Gente de valor
Nas minhas andanças pelas Escolas rurais, conheci muitas pessoas valentes labutando no anonimato. E outras que tornaram minha missão de professora menos espinhosa. Nunca vou me esquecer do casal José João e Valdete, a eles devo muito. Outras pessoas ficaram na minha memória.
Uma senhora que lhe esqueci o nome, sempre me servia um café ao passar por sua
porta a caminho da escola, quando descia do ônibus. Eram três quilômetros de
caminhada e eu me cansava e dava uma paradinha em sua casa. Além do café, me
servia pipoca feita na hora, porque era a única coisa que tinha para servir... Nunca esqueci esse carinho.
Uma pessoa estranha foi a dona Romana, que fazia
umas rezas em voz alta toda vez que se formava um temporal, e as nuvens escuras
se tornavam ameaçadoras. Ela ia lá fora e rezando em voz alta jogava sal grosso
para o alto para espalhar as nuvens. E de fato, as nuvens se desfaziam e o temporal não vinha. Até hoje
não entendo o poder que ela tinha...
Mas de todas as pessoas quem mais marcou foi o Tomo san.
Era um arrendatário de origem japonesa, que morava com a família
nas terras onde queria plantar algodão. Para isso ele ajeitou 13 famílias
de trabalhadores que iam ajudá-lo na
empreitada. A escola era para as
crianças desses peões. Durante sete
meses, a partir de fevereiro, eles prepararam a terra para semear algodão. A partir
de agosto, eles começaram a olhar o céu
à espera da chuva para molhar a terra para a semeadura. Mas, todos os dias, o
sol vermelho e quente não dava tréguas. A chuva não vinha.

§ TAREFAS A REALIZAR
(1) Transcreva do relato sobre as escolas rurais o trecho entre "Uma pessoa estranha" e "o Tomo san.", inclusive.
(2) No relato sobre as escolas rurais, quantas famílias de trabalhadores Tomo san ajeitou para ajudá-lo na empreitada?

§ DADOS APRESENTADOS
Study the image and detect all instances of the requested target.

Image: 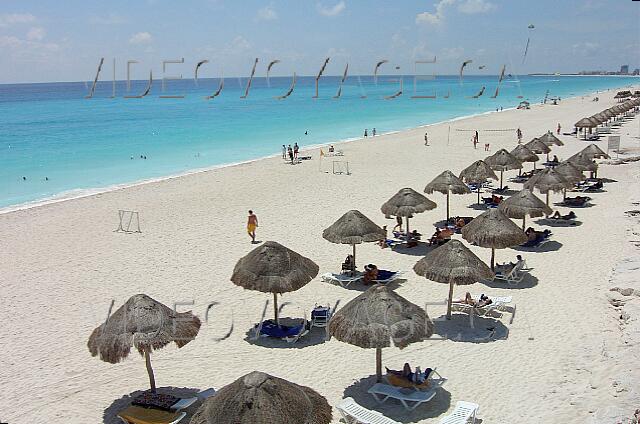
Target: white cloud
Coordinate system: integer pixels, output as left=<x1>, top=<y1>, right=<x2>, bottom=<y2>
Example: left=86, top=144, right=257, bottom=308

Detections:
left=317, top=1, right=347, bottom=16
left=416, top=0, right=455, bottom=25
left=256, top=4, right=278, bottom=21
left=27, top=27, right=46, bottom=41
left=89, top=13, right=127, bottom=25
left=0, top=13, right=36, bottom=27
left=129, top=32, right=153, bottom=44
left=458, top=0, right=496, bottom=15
--
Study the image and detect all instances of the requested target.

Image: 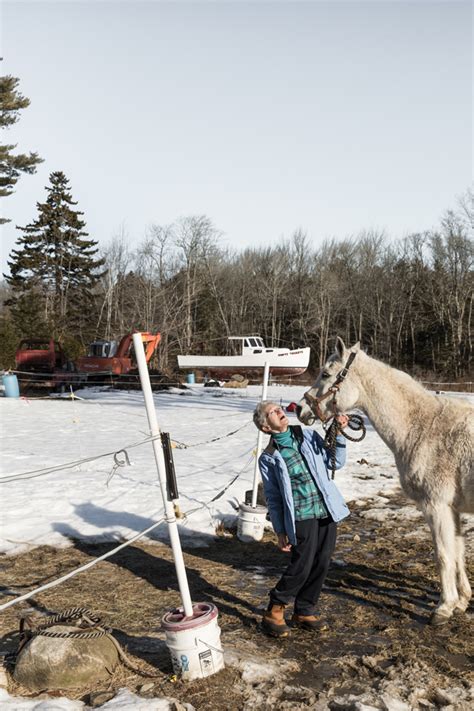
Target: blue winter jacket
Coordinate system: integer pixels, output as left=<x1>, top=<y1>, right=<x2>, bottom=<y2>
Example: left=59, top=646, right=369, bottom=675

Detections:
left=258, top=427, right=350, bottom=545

§ RESPOSTAS POR TAREFA
(1)
Uma pessoa estranha foi a dona Romana, que fazia
umas rezas em voz alta toda vez que se formava um temporal, e as nuvens escuras
se tornavam ameaçadoras. Ela ia lá fora e rezando em voz alta jogava sal grosso
para o alto para espalhar as nuvens. E de fato, as nuvens se desfaziam e o temporal não vinha. Até hoje
não entendo o poder que ela tinha...
Mas de todas as pessoas quem mais marcou foi o Tomo san.

(2) Treze famílias.